EXERCISE DETAILS » Transcribe only part of the material below: the lines from the one containing "Every instance of the brown kibble" through the one containing "Every instance of the hedgehog ear", inclusive, exactly as written.

TASK INPUT »
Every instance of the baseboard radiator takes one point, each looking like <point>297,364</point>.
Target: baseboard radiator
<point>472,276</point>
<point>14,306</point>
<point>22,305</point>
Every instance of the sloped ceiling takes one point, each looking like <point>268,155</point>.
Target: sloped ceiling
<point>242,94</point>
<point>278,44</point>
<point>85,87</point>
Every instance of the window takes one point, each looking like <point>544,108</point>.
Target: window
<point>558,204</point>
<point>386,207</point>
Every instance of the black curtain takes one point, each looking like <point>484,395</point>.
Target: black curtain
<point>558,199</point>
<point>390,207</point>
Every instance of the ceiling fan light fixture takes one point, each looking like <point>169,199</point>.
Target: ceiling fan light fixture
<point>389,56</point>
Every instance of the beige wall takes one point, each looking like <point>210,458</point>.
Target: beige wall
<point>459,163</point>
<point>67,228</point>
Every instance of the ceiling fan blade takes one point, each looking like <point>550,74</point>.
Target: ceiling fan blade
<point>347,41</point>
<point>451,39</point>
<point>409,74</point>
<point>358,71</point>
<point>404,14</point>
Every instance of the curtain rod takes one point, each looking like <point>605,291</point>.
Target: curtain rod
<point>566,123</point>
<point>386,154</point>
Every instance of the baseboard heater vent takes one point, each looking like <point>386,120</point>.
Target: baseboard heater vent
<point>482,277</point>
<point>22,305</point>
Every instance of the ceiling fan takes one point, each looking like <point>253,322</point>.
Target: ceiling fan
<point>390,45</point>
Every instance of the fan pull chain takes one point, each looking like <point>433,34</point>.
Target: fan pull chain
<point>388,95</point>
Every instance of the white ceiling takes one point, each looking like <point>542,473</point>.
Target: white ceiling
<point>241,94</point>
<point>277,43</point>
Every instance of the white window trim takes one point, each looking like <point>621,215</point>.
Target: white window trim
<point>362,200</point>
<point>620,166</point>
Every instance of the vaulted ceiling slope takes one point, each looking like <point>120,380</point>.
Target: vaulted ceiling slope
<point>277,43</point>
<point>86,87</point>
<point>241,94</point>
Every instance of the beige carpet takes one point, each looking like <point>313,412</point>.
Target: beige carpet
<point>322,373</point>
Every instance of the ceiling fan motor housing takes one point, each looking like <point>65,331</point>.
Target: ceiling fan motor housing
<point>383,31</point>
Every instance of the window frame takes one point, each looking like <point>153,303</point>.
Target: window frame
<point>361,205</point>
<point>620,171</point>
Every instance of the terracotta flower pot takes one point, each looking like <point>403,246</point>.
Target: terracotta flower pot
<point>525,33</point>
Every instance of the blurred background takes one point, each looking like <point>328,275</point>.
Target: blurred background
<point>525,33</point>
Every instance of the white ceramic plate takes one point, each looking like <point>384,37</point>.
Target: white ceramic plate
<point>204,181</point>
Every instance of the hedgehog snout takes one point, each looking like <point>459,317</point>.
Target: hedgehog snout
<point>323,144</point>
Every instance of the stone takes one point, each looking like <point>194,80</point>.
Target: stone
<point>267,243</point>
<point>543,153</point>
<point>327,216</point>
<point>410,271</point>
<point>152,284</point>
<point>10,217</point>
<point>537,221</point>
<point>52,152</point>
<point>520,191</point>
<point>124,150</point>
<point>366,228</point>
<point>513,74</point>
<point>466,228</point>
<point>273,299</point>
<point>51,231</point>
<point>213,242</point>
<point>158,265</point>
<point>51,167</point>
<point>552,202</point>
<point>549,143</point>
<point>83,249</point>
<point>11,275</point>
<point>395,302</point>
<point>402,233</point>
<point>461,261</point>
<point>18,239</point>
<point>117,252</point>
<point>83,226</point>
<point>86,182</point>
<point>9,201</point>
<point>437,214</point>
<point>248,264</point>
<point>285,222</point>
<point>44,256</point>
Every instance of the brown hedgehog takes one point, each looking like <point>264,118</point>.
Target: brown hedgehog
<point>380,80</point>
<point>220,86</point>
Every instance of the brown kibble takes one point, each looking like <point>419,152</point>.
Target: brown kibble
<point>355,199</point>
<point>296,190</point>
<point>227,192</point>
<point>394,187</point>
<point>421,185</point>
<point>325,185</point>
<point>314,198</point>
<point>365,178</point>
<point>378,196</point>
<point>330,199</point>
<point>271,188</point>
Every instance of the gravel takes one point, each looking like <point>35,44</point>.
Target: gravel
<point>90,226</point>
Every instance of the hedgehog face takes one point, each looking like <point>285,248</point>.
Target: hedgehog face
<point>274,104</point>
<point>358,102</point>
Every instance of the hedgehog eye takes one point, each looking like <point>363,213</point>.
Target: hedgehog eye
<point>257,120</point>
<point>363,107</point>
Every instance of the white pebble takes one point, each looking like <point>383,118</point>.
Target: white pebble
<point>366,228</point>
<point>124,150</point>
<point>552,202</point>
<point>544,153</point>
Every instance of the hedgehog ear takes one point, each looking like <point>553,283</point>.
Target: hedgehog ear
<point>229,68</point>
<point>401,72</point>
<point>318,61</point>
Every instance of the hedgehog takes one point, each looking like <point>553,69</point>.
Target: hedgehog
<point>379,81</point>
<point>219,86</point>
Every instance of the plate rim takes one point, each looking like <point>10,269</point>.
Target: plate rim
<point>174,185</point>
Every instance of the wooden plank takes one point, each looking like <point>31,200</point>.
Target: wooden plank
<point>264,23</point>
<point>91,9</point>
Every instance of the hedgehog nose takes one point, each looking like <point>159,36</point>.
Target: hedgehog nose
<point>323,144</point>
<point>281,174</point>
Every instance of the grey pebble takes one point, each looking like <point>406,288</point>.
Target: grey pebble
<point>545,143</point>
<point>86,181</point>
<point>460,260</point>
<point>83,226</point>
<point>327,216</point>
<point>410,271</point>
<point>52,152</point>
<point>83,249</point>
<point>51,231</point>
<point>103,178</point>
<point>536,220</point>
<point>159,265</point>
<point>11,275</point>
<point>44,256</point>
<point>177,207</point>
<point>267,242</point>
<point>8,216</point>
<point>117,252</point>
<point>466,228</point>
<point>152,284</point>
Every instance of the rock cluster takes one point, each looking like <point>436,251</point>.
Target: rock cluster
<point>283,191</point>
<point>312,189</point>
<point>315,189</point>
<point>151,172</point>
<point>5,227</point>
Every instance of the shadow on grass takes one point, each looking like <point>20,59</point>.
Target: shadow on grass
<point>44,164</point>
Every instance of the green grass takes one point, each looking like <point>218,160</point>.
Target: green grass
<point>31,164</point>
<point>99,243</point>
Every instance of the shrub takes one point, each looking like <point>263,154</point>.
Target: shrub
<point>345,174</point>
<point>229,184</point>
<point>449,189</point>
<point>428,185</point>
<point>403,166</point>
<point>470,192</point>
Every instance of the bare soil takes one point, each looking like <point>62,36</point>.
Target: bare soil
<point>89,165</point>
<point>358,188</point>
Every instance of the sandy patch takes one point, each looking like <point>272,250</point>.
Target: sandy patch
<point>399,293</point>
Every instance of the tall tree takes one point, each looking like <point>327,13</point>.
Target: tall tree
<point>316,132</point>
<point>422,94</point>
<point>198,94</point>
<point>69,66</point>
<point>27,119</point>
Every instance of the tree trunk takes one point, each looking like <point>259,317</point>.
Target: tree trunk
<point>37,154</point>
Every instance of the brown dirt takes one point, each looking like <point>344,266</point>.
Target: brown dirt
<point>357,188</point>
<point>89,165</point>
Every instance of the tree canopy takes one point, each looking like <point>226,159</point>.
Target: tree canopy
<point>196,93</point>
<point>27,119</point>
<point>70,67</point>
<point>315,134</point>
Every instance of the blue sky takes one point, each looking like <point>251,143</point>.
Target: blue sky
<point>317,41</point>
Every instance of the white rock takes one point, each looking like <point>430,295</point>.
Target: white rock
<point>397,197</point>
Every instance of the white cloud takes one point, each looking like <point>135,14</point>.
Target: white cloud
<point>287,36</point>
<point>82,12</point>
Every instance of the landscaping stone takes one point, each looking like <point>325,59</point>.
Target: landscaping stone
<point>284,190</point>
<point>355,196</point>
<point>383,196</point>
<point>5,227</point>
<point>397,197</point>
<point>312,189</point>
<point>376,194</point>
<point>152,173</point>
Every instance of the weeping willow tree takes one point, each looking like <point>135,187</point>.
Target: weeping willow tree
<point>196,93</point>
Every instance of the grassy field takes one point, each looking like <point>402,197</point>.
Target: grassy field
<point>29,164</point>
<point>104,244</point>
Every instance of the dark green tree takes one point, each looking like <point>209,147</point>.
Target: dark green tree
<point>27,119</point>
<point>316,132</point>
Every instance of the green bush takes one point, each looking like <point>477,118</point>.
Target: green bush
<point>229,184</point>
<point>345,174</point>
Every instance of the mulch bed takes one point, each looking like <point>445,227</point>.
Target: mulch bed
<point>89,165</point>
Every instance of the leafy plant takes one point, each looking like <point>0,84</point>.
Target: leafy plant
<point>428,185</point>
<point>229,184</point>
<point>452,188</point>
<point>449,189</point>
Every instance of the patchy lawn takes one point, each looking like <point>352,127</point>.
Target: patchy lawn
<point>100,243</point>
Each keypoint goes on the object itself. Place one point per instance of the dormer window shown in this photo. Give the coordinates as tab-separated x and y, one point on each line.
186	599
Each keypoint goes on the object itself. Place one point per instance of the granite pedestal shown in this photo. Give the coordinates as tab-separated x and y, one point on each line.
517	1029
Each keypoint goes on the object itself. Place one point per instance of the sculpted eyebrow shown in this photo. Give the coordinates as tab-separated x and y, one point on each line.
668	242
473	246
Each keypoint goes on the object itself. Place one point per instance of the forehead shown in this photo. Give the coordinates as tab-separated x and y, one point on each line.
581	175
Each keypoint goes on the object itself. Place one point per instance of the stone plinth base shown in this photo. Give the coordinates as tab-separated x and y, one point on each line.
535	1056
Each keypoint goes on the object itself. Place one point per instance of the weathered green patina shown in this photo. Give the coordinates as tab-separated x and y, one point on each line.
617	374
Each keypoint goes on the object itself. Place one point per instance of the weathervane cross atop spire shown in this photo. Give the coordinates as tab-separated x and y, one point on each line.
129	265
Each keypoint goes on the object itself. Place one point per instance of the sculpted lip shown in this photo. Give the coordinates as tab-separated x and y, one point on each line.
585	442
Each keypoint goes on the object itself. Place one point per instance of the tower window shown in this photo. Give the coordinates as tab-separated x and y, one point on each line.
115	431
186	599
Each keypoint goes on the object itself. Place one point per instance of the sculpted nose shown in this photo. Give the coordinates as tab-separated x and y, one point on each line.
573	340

THE COMPLETED TASK »
Every instance of the brown kibble takes one point, each looking like <point>419,152</point>.
Target: brown kibble
<point>355,199</point>
<point>296,190</point>
<point>227,192</point>
<point>394,187</point>
<point>421,185</point>
<point>325,185</point>
<point>314,198</point>
<point>365,178</point>
<point>378,196</point>
<point>330,199</point>
<point>271,188</point>
Every instance of the gravel takes one point, each looking like <point>35,44</point>.
Target: gravel
<point>90,226</point>
Every instance of the hedgehog face takes one point, each looking like <point>285,248</point>.
Target: hedgehog face
<point>274,104</point>
<point>358,102</point>
Every instance of the hedgehog eye takes one point, each looking like <point>363,213</point>.
Target: hedgehog eye
<point>257,120</point>
<point>363,107</point>
Every instance of the white pebble takes one point, each looking like <point>383,118</point>.
Target: white pebble
<point>366,228</point>
<point>124,150</point>
<point>552,202</point>
<point>544,153</point>
Every instance of the hedgehog ear takes one point, each looking like <point>553,283</point>.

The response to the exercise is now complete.